**TASK STATEMENT:**
Reproduce everything from "It was with" down to "in my blog." in the blog post, substituting "motionless" for "catatonic".

**SOURCE DOCUMENT:**
※ ※ ※

My stepmother Aliki is breaking my heart. She can't leave my dad's side and has slept for days scrunched up in a little chair in his tiny intensive care room. Last night she finally went home for a bit because she was sick but then she called me and said she couldn't bear being in the house alone. I held John so close. We breathe the same, our skin feels the same (neutrogena) and I remembered how lonely I was when he was just gone for a few weeks, even though there's lots of other stuff in my life. Aliki has fully committed the last thirty five years of her life to doting on my father. Her empty condo must be terrifying. She is still full of hope and while he is on complete life support, I have done nothing to disabuse her of this. There will be plenty of time for that. My visits are brief. I have other obligations. The real truth is, I cannot bear to see my father this way and I leave her there alone in prayer for hours at a time.
My dad is in the new Saperstein Critical Care Buiding. A whole huge wing emblazoned with "critical care" seems so very harsh. Maybe "the building that’s a teensy bit worse than the other one" would be more gentle. The cliche of callow young medical residents rings true there though. The girl resident phoned me at 3:00 a.m. to tell me that while she had bad news, she would first, the exalted medical school graduate, condescend to tell lowly, baccalaureate plus scant graduate credit, me, that my dad is a "really great guy." I failed to see the relevance of this and wondered if she had found my dad to be a real asshole, would she have pulled the plug or just lumbered on with him but trying much less hard.
It was with this same young Dr. Harrington (who called us, of course, by our first names) who came into today to discuss "do not resuscitate orders". Aliki shut down completely, standing catatonic with the mention of this (or anything else that intimates he won’t be returning to lie next to her in the night). I could not help but sense, the young Dr. Harrington, who undoubtedly worked very hard to be where she is, was enjoying the unusual lack of supervision she must have, on this, the last holiday weekend of the summer, and was getting damp panties from the power she felt while holding forth to us mere frail mortals, one of us now curled in a miserable chair and the other stretched out beside a loving healthy husband, writing in my blog.

※ ※ ※

**RECORD EXTRACTS:**

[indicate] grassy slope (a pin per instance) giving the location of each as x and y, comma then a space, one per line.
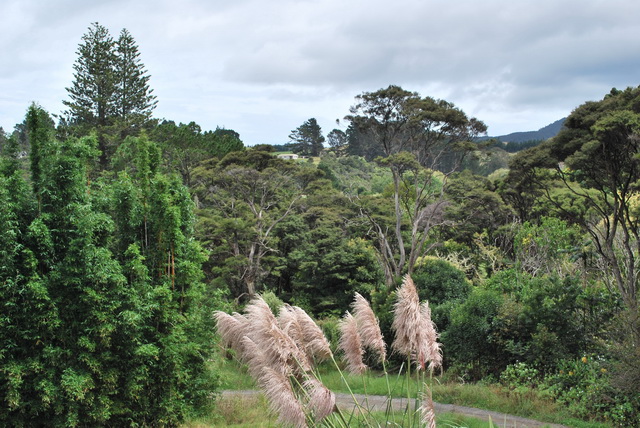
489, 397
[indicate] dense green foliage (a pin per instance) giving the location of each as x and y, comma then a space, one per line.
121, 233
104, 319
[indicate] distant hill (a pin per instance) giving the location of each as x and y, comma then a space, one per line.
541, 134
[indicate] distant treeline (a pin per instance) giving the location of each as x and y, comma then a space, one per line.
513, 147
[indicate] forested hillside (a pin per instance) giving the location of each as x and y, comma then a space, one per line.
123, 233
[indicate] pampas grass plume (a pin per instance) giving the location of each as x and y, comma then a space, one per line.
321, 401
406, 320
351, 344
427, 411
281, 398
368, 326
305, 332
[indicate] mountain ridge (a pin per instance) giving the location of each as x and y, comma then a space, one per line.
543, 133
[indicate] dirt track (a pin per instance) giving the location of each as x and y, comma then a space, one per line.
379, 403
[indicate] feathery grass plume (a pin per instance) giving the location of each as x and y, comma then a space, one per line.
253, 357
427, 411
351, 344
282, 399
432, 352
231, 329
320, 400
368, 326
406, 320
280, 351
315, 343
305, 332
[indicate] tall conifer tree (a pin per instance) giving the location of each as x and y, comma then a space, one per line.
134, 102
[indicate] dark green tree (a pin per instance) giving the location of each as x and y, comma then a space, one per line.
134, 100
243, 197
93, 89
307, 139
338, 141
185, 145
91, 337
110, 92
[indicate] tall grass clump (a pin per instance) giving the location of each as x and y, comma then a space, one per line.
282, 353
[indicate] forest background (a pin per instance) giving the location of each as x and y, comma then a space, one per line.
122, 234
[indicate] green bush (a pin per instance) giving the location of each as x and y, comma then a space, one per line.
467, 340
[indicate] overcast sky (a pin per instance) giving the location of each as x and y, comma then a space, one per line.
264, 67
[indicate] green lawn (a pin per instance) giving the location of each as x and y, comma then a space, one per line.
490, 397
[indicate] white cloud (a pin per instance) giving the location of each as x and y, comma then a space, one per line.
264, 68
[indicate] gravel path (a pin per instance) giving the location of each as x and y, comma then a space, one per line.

※ ※ ※

**SOLUTION:**
It was with this same young Dr. Harrington (who called us, of course, by our first names) who came into today to discuss "do not resuscitate orders". Aliki shut down completely, standing motionless with the mention of this (or anything else that intimates he won’t be returning to lie next to her in the night). I could not help but sense, the young Dr. Harrington, who undoubtedly worked very hard to be where she is, was enjoying the unusual lack of supervision she must have, on this, the last holiday weekend of the summer, and was getting damp panties from the power she felt while holding forth to us mere frail mortals, one of us now curled in a miserable chair and the other stretched out beside a loving healthy husband, writing in my blog.